Supplied records —
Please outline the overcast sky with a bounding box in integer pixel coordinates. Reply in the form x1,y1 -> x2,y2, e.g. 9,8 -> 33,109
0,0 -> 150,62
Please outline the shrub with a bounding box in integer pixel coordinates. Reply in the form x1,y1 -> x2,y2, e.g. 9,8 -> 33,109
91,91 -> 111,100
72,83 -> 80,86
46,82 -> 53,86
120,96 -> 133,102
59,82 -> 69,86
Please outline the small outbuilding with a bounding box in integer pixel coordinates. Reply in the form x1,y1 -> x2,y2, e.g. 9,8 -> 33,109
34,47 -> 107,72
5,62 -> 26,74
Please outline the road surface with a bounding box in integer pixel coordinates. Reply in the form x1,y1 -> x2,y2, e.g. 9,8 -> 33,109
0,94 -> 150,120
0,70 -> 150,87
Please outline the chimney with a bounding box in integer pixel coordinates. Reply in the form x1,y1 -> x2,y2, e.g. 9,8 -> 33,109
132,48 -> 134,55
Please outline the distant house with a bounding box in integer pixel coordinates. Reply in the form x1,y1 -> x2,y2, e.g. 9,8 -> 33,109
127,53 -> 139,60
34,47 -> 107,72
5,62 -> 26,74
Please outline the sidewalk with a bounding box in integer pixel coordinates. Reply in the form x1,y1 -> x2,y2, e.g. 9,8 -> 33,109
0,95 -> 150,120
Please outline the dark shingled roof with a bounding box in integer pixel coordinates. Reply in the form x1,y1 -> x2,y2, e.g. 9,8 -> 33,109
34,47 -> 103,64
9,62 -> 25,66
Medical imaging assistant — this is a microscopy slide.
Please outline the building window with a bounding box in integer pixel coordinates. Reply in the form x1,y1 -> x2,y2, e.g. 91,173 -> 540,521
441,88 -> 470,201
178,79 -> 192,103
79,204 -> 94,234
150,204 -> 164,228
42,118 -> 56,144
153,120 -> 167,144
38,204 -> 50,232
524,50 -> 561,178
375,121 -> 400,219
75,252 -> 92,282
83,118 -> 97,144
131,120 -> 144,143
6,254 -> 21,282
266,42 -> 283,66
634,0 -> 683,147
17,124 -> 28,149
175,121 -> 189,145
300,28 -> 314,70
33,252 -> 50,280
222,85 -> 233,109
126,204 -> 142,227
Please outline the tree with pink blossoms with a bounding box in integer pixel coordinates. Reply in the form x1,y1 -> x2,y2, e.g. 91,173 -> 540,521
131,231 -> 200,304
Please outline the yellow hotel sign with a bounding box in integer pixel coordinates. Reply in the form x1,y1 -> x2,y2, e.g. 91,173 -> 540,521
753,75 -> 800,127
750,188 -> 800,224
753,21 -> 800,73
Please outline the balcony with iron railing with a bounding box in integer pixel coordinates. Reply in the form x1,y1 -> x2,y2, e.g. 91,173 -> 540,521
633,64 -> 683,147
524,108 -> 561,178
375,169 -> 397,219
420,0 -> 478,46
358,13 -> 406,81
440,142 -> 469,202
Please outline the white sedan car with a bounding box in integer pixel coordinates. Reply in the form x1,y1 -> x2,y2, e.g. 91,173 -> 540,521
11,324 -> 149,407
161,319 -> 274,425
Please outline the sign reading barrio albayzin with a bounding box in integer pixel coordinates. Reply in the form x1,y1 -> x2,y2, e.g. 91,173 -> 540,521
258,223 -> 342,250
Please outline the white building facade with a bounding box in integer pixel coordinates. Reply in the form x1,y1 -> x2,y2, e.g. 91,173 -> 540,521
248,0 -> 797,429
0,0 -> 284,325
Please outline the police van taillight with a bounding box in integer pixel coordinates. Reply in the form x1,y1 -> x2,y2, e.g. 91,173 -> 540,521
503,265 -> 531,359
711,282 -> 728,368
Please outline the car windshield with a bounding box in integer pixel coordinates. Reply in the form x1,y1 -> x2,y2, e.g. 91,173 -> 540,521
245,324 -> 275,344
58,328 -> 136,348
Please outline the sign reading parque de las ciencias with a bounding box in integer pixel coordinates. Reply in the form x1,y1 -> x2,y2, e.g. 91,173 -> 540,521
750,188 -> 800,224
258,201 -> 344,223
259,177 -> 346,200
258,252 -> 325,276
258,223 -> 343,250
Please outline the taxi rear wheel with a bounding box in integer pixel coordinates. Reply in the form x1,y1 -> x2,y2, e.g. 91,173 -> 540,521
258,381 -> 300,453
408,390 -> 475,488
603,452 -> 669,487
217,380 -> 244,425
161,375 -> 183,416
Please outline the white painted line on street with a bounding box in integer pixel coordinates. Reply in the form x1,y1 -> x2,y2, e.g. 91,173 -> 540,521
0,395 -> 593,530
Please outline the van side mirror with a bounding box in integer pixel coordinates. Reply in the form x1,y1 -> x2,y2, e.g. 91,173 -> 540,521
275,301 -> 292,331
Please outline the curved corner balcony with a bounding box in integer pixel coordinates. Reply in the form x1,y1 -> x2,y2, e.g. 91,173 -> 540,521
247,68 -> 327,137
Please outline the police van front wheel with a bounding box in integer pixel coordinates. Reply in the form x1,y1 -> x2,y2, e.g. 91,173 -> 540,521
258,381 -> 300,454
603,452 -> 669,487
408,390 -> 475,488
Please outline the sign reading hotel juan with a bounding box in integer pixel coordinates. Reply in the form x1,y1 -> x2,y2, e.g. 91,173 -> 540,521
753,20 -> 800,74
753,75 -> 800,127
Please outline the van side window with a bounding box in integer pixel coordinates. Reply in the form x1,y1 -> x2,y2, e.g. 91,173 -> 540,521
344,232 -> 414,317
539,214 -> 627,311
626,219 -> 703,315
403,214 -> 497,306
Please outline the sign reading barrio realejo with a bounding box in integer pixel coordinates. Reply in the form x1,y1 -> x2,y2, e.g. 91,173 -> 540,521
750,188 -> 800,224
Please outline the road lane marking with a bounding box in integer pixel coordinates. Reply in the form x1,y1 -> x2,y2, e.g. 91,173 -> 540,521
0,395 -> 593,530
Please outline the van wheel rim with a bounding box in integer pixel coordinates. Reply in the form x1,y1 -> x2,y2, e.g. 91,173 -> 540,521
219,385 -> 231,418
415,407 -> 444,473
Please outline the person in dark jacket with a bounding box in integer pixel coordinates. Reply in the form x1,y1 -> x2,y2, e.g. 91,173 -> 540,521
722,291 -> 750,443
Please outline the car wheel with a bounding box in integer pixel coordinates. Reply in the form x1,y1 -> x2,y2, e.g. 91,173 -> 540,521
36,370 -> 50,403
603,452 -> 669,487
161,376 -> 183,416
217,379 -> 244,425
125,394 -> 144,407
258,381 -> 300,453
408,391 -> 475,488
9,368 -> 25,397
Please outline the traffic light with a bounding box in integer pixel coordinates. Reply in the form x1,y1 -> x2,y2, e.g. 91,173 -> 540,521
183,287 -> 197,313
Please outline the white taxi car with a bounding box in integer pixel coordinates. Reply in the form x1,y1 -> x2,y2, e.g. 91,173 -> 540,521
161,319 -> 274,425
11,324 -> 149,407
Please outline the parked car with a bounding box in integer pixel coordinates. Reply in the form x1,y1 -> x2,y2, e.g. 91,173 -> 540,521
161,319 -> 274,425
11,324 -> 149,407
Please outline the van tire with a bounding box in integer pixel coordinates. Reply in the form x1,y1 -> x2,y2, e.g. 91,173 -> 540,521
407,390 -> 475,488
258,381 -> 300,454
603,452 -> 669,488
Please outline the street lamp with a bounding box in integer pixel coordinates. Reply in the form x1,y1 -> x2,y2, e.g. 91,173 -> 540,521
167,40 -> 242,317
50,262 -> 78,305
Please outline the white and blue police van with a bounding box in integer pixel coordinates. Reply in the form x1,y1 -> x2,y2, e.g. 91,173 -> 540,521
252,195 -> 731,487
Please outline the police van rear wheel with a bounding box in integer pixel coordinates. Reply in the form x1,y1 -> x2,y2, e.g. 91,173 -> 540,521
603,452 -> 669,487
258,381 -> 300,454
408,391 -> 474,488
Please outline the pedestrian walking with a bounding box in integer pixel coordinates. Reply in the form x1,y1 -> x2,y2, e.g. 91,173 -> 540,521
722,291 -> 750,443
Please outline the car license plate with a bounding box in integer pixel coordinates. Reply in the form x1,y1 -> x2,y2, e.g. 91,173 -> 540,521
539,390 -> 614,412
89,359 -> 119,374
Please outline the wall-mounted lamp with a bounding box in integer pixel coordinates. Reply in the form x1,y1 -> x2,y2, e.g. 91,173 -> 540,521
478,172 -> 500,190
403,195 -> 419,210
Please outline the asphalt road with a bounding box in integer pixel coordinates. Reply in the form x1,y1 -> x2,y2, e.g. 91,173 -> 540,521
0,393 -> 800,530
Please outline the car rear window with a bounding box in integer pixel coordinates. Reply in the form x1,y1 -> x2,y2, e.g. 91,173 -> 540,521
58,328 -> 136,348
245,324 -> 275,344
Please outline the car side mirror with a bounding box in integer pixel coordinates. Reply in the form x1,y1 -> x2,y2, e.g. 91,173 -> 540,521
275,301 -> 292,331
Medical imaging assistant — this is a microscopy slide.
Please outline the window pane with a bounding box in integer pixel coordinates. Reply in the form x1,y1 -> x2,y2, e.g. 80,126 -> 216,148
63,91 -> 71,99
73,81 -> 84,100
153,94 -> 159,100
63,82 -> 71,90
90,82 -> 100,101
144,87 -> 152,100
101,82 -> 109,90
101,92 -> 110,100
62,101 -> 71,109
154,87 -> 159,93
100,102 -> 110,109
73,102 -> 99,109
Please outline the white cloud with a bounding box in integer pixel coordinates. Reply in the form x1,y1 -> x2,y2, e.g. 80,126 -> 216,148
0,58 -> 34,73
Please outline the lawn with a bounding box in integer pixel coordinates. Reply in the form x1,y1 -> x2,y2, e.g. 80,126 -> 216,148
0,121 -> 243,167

Exercise details —
Starting at the line containing "Please outline the small" and ending at the line containing "0,70 -> 150,87", give that material as a two-column CSV with the columns input and output. Each row should hold one piece of text and its full answer, with each field in quotation marks and line breaks replaced by spaces.

Response to the task —
input,output
"Please outline the small outbuilding with a bounding box in integer pixel coordinates. Reply in the form x1,y1 -> x2,y2, e.g. 9,8 -> 33,109","34,47 -> 107,72 5,62 -> 26,74"
"Please outline the road surface with a bounding box in integer pixel coordinates. Reply in the form x1,y1 -> x2,y2, e.g. 9,8 -> 33,109","0,94 -> 150,120 0,70 -> 150,87"